[ABOUT THIS EXERCISE]: Output only the lines from the start of the entries through the line holding "Where can the chair leg". Each line must match the original exactly.

[SUPPLIED INFORMATION]:
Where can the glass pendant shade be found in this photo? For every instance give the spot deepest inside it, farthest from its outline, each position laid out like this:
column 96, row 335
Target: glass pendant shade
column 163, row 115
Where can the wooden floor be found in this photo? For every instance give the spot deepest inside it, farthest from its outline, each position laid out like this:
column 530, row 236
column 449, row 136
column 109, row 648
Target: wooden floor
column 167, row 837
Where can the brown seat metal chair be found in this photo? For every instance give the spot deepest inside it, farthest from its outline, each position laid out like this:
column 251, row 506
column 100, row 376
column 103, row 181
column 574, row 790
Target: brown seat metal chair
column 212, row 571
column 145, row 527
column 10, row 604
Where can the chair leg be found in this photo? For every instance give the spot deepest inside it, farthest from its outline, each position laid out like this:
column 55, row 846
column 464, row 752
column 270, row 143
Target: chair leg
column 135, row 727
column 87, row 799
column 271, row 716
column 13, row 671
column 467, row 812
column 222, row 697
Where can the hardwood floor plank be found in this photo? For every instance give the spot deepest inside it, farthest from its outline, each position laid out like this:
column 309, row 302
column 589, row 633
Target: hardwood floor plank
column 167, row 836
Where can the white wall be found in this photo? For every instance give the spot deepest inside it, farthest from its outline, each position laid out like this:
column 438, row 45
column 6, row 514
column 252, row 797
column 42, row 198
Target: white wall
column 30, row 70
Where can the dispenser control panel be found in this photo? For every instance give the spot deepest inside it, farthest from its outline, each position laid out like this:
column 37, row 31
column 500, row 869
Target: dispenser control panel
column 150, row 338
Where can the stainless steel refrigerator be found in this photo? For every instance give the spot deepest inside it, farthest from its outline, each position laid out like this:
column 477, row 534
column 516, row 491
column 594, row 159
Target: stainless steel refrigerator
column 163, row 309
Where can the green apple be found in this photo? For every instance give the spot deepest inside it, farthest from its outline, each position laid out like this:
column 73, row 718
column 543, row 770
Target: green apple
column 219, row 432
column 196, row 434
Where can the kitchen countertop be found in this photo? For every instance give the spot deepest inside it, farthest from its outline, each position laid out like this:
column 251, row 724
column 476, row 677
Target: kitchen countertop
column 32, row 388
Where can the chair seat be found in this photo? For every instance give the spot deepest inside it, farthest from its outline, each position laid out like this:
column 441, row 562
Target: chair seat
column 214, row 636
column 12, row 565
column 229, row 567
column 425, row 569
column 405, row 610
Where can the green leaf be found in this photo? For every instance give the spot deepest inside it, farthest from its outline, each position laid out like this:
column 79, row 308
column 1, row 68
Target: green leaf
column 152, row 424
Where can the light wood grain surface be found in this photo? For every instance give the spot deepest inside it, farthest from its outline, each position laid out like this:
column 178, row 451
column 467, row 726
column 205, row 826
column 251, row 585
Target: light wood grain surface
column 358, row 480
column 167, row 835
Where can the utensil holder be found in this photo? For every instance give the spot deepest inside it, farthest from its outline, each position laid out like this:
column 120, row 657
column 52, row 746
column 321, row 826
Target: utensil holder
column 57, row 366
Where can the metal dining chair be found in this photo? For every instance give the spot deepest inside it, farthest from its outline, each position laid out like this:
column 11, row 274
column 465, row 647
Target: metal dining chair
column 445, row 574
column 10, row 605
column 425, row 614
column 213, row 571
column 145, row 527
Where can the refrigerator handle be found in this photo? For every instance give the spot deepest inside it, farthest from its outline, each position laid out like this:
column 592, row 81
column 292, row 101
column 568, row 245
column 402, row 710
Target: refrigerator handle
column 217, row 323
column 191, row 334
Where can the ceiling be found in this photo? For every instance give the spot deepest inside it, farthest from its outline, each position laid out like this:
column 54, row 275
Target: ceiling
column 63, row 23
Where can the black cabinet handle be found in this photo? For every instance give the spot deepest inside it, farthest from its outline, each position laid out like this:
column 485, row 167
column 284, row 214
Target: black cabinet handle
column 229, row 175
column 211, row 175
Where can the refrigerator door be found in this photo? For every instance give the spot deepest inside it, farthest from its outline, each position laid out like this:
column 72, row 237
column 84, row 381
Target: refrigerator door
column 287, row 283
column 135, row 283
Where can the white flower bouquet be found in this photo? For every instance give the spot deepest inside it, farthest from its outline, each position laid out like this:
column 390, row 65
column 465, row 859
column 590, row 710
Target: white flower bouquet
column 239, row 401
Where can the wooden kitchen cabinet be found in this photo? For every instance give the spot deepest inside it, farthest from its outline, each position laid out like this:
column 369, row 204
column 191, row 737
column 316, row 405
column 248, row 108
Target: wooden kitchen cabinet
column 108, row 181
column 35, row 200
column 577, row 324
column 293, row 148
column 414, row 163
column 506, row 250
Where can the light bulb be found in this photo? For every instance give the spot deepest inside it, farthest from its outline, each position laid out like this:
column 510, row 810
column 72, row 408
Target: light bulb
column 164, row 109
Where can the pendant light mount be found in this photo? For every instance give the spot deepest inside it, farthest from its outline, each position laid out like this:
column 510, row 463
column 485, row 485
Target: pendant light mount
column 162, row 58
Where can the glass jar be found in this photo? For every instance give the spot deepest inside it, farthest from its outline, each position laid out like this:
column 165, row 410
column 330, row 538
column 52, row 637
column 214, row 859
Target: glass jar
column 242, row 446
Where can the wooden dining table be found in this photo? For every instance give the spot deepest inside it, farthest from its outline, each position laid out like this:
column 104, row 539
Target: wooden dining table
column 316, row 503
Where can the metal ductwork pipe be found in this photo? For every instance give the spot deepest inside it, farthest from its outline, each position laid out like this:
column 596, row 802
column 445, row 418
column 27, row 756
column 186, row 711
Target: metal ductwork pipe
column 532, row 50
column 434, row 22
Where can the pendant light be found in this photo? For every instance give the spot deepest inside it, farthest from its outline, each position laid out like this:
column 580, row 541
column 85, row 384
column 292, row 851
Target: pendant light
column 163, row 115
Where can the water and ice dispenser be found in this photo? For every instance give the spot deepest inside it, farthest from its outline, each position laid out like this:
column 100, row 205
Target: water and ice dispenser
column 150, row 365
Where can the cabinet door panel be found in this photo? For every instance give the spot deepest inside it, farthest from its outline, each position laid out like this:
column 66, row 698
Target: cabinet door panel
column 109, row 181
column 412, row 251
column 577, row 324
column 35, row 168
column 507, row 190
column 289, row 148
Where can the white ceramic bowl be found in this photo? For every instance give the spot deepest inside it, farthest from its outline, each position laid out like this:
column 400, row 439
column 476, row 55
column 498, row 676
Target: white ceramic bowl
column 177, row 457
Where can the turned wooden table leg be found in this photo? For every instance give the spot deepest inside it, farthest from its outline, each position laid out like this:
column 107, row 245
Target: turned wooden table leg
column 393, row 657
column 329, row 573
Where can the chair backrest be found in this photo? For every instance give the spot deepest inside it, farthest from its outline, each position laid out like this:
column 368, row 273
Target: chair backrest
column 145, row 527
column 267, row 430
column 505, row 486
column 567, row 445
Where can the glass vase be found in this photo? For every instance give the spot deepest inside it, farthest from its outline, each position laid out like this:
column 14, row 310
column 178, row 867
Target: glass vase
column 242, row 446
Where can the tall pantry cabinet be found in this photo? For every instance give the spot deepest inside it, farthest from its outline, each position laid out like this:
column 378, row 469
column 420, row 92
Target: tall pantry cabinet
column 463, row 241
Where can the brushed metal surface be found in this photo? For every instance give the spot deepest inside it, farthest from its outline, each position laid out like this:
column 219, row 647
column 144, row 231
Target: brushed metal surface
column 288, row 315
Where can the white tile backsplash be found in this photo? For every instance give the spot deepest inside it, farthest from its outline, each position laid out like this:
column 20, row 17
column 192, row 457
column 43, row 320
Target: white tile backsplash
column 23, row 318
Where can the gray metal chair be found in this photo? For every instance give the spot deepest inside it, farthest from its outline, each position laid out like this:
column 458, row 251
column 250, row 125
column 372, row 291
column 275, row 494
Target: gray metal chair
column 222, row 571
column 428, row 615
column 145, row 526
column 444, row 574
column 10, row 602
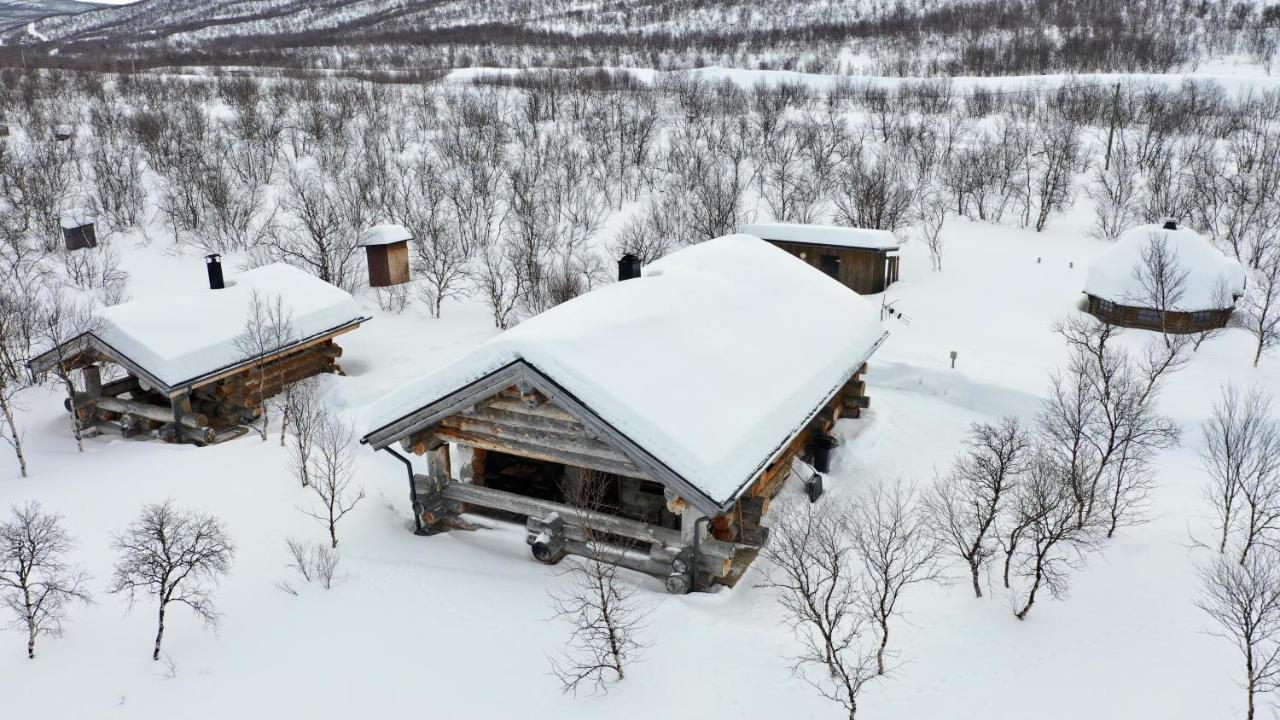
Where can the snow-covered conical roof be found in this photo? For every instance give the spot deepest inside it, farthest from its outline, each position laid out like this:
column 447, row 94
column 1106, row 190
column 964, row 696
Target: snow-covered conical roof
column 1212, row 279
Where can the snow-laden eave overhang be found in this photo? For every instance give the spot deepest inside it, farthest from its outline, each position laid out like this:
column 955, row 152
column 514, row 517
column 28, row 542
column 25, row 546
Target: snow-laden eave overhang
column 46, row 360
column 836, row 246
column 521, row 370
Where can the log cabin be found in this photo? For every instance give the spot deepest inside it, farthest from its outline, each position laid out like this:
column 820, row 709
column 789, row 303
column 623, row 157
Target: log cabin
column 181, row 367
column 864, row 260
column 649, row 422
column 1124, row 288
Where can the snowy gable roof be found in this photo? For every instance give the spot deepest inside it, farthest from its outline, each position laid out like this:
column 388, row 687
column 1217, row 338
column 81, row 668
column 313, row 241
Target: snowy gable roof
column 1212, row 279
column 384, row 235
column 709, row 361
column 182, row 337
column 856, row 238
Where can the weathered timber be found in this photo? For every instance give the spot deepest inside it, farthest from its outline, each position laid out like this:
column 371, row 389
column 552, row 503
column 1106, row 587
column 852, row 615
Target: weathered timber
column 513, row 446
column 286, row 352
column 150, row 411
column 127, row 383
column 512, row 404
column 714, row 552
column 556, row 438
column 497, row 414
column 777, row 472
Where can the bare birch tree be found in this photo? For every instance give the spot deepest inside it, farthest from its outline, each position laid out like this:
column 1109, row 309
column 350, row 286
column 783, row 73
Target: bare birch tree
column 1261, row 306
column 268, row 329
column 62, row 320
column 18, row 319
column 1243, row 598
column 1238, row 443
column 36, row 582
column 176, row 556
column 1054, row 542
column 602, row 610
column 897, row 550
column 964, row 504
column 330, row 472
column 307, row 414
column 812, row 556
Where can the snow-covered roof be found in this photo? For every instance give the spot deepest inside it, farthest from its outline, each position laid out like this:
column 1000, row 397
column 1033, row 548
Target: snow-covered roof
column 1212, row 279
column 74, row 219
column 384, row 235
column 711, row 360
column 184, row 336
column 833, row 236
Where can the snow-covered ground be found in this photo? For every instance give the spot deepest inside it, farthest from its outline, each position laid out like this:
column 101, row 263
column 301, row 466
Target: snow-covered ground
column 457, row 625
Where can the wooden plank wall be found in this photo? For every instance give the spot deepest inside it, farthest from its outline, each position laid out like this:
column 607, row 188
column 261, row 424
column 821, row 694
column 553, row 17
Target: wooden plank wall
column 1176, row 323
column 862, row 270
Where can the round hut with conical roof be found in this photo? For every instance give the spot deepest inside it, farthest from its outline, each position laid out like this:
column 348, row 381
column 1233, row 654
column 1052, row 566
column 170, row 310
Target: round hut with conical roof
column 1164, row 277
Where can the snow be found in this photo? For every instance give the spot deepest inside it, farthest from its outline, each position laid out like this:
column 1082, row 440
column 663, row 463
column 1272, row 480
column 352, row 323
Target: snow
column 694, row 360
column 824, row 235
column 460, row 620
column 385, row 235
column 182, row 336
column 1212, row 278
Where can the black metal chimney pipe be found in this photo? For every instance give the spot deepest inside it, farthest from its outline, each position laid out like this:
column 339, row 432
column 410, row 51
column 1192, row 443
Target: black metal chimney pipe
column 629, row 268
column 214, row 264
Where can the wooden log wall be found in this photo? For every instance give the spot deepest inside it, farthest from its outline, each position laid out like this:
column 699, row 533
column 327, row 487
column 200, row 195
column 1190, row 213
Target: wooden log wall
column 525, row 424
column 231, row 400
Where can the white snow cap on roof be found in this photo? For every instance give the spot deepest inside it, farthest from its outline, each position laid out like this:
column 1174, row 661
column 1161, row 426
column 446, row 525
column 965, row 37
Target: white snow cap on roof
column 384, row 235
column 183, row 336
column 835, row 236
column 1212, row 278
column 709, row 360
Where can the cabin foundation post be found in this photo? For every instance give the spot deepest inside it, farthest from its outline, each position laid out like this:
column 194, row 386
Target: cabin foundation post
column 181, row 405
column 92, row 377
column 466, row 456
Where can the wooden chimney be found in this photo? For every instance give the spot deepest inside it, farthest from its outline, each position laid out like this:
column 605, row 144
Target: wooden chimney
column 387, row 254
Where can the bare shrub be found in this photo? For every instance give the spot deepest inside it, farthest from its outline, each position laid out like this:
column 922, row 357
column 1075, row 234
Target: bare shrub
column 37, row 584
column 176, row 556
column 812, row 555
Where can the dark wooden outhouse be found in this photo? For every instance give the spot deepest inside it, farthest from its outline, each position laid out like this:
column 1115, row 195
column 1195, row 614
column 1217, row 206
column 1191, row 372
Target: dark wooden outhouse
column 387, row 254
column 78, row 233
column 863, row 260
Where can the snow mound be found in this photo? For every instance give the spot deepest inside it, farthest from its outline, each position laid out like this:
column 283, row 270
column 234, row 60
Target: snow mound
column 711, row 360
column 183, row 336
column 384, row 235
column 1212, row 279
column 859, row 238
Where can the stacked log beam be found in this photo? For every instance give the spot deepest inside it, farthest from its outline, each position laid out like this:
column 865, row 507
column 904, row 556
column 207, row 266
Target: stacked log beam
column 242, row 395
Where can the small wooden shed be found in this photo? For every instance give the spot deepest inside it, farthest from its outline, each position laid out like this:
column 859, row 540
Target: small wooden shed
column 1200, row 295
column 649, row 422
column 387, row 254
column 182, row 367
column 864, row 260
column 78, row 232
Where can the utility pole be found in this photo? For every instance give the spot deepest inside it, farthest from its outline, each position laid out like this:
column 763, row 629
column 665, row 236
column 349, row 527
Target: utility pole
column 1115, row 119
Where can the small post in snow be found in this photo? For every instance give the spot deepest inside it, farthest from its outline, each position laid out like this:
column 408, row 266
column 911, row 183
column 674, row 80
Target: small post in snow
column 1115, row 118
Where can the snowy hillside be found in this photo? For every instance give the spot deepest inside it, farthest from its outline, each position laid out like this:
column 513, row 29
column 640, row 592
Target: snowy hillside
column 521, row 192
column 833, row 36
column 14, row 13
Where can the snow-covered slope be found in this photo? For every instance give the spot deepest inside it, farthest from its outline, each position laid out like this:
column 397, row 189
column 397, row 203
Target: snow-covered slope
column 460, row 621
column 14, row 13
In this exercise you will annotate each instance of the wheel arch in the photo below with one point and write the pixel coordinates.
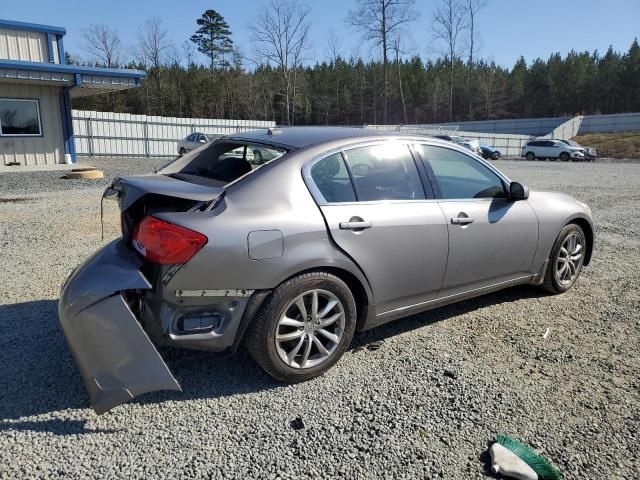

[RESPONSE TO THE EXERCISE]:
Where can the glass pendant shade be found in this photo? For every instance give the spot deepest inside it, farthest from its outline, each position laid out like this:
column 96, row 335
Target: glass pendant shade
column 163, row 115
Where can the wooden floor be found in this photo? For every instance give the spot deepest inside it, farthest from its outline, each position laid out like this:
column 530, row 236
column 449, row 136
column 109, row 648
Target: wooden floor
column 167, row 837
Where can the brown seat metal chair be found in this photo? For every instance give the spot deepest inside it, farthest from its outline, each position laid out like this:
column 251, row 506
column 100, row 376
column 103, row 181
column 574, row 790
Target: brown seat metal chair
column 212, row 571
column 145, row 527
column 10, row 604
Where can the chair leg be found in this photo? For every instance give the spot deepest inside it, farthest from its outline, each position laid out like this:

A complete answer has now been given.